*Provided text*
▶

One year after 2020’s Black Lives Matter protests sparked reflection on diversity in the investment industry, research published by the Investor Leadership Network shows that major players have implemented a wide range of equity and inclusion initiatives. But the organizations say there is still a long way to go.
The Investor Leadership Network, which is comprised of 14 institutions with $8 trillion in assets under management, released the results of an internal review of members that details their equity, diversity, and inclusion (EDI) efforts on Tuesday.
“The COVID-19 pandemic and the Black Lives Matter movement are evolving the conversation about the nature of a sustainable, long-term business beyond gender to consider wider diversity,” the report said. “Like all industries, whilst we are making progress, we recognize the need to accelerate our work.”
The review was completed by EY, which looked at the institutions’ strategy summaries and data, and conducted interviews with executives and its own external research. It covers the institutions’ diversity and inclusion programs for employees, as well as how they engage with external managers and portfolio companies.
Network members including Canadian pension plans like Alberta Investment Management Company, Caisse de dépôt et placement du Québec, and CPP Investments and asset managers including Generali Group, Allianz, and Natixis Investment Managers revealed that their initiatives start within their offices.
For Generali, this means that it has tied diversity metrics to executive pay. Meanwhile, both Generali and the Ontario Municipal Employees Retirement System have CEO-led diversity councils.
“Organizations in which the CEO is personally involved in setting and delivering the EDI strategy appear to demonstrate more advanced initiatives and approaches on EDI,” the report said. “There must be support from the CEO and the rest of senior leadership to scale an EDI strategy effectively.”

◀

*Material shown*

▶

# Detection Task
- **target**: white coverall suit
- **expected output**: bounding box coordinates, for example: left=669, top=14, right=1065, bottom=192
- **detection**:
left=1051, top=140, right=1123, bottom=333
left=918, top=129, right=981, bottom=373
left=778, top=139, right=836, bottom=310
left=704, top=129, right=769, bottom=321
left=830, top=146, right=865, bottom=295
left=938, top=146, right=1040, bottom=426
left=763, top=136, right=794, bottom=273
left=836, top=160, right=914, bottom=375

◀

*Exercise instructions*
• a. Do these statements agree with the Investor Leadership Network article? For each, answer yes or no and quote the deciding words. (i) The network's members hold $8 trillion in assets under management. (ii) Generali Group carried out the review of member institutions. (iii) The Ontario Municipal Employees Retirement System has a diversity council led by its CEO.
• b. Which organizations does the Investor Leadership Network article name in the sentence beginning "Network members including"? List all of them.
• c. Pick up the Investor Leadership Network article after its last sentence and continue it.

*Results by task*
• a.
(i) Yes: "comprised of 14 institutions with $8 trillion in assets under management"
(ii) No: "The review was completed by EY"
(iii) Yes: "both Generali and the Ontario Municipal Employees Retirement System have CEO-led diversity councils"

• b.
- Alberta Investment Management Company
- Caisse de dépôt et placement du Québec
- CPP Investments
- Generali Group
- Allianz
- Natixis Investment Managers

• c.
These institutions have also made changes to their hiring and retention practices. AIMCo and Dutch pension manager APG make sure to use gender-neutral language in job descriptions. AIMCo also has standardized interview guides for every role to ensure “neutral tone and consistency” with candidates. Many have broadened their focus beyond gender equity, too.
“While efforts to date have largely focused on achieving gender balance, internally and externally, we are beginning to explore intersectionality and commit to inclusion of other strands of diversity, e.g. ethnicity, age, disability, sexual orientation, and cognitive diversity,” according to the report.
CPP Investments has set targets across a range of diversity metrics, targeting 30 percent of senior investors to be women, and 28 percent to be minorities.
To ensure that diversity extends to the boardroom, private markets firm Ardian has pledged that its investment committee will be 30 percent female by 2030.
“Though the setting of diversity targets raises some questions about tokenism, for many of us, the effect it has had so far is a move in the right direction,” the report said.
These groups are also working on how they extend diversity initiatives into how they invest. Ontario Teachers’ Pension Plan has set a 30 percent female representation target for boards at its portfolio companies.
Meanwhile, at public company shareholder meetings, CPP plans to vote against the re-election of directors responsible for board nomination decisions where there are “insufficient levels of gender diversity,” unless they disclose a plan to change.
OMERS Ventures (the retirement system’s venture capital investing program) has collected diversity data on all of its portfolio companies, with the goal of helping those companies identify areas for change.
These institutions still face challenges. Among them, according to the report, are managing diversity initiatives globally: different countries have distinct laws and social mores that make it difficult to create blanket policies.
The industry itself also presents challenges. Institutions need to overcome the perception that the industry is not inclusive — and the reality that there are few diverse role models in positions of power. The sector is also overwhelmed by standards, codes, initiatives, and recommended frameworks for diversity, which, according to the report, makes it difficult for institutions to determine which to follow.